**Stored data entries:**
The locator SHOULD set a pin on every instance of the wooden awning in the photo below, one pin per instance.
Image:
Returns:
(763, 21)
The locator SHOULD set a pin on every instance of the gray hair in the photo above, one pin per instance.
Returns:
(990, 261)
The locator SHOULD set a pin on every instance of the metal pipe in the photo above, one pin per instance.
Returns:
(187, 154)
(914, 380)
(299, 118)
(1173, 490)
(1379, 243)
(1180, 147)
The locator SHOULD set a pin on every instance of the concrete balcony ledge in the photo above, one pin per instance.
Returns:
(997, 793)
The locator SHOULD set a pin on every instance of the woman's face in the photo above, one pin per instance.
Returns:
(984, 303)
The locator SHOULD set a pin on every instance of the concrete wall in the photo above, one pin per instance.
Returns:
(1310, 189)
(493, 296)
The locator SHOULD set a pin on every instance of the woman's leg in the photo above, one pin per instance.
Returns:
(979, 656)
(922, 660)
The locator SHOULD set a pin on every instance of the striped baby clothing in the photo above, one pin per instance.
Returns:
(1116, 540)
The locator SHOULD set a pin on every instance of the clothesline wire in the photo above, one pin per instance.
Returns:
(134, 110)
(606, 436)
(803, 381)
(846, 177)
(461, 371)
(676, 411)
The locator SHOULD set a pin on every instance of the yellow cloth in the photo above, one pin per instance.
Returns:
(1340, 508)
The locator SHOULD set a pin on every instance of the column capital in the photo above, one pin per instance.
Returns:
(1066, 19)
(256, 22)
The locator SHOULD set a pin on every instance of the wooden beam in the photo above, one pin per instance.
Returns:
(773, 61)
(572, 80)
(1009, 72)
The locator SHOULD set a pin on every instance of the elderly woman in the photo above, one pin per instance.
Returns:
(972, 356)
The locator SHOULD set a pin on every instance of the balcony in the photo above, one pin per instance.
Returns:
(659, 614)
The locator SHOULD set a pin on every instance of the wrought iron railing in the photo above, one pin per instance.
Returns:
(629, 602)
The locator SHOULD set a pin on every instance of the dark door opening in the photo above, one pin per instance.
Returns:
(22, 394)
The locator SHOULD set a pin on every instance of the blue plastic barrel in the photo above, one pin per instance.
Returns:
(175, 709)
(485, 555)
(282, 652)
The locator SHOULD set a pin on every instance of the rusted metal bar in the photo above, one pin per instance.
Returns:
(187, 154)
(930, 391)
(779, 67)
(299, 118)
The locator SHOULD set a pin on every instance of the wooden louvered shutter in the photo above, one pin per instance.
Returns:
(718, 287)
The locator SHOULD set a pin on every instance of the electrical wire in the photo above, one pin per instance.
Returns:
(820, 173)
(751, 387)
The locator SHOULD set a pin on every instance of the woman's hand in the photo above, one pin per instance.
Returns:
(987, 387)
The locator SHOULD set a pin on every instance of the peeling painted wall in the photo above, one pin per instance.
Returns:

**YOUR OBJECTIVE:**
Print the lines of the entries, exactly, from the one containing "of the wrought" down to the final line, and leave out all the others.

**SOLUTION TO THE EXERCISE:**
The locator SHOULD set a pin on every instance of the wrought iron railing in the photo above, one pin per instance.
Returns:
(629, 602)
The locator SHOULD set a pin on every instance of the dark door opening in the photo above, one pin per instance.
Returns:
(22, 394)
The locator SHOULD set a pin on every instance of the blue plastic barrel in the photo above, one pin per instance.
Returns:
(175, 709)
(485, 555)
(282, 652)
The locator SHOULD set a pin on every instance of the rusted metal bar in the photo above, one pin per instance.
Returns:
(187, 154)
(930, 391)
(779, 67)
(299, 118)
The locator SHOULD set a pin on every instance of the wooden louvered shutter in the photo above, one pin per instance.
Returns:
(718, 287)
The locator SHOULD set a pin on every instance of the electrical wire in the photo above, one pin per instance.
Returns:
(820, 173)
(751, 387)
The locator SHOULD set a pin on every instance of the woman's hand in the photo above, one pin per instance.
Returns:
(987, 387)
The locator SHOULD set a pin on every instance of the peeling painted wall in the photo above, one pin per instance.
Returns:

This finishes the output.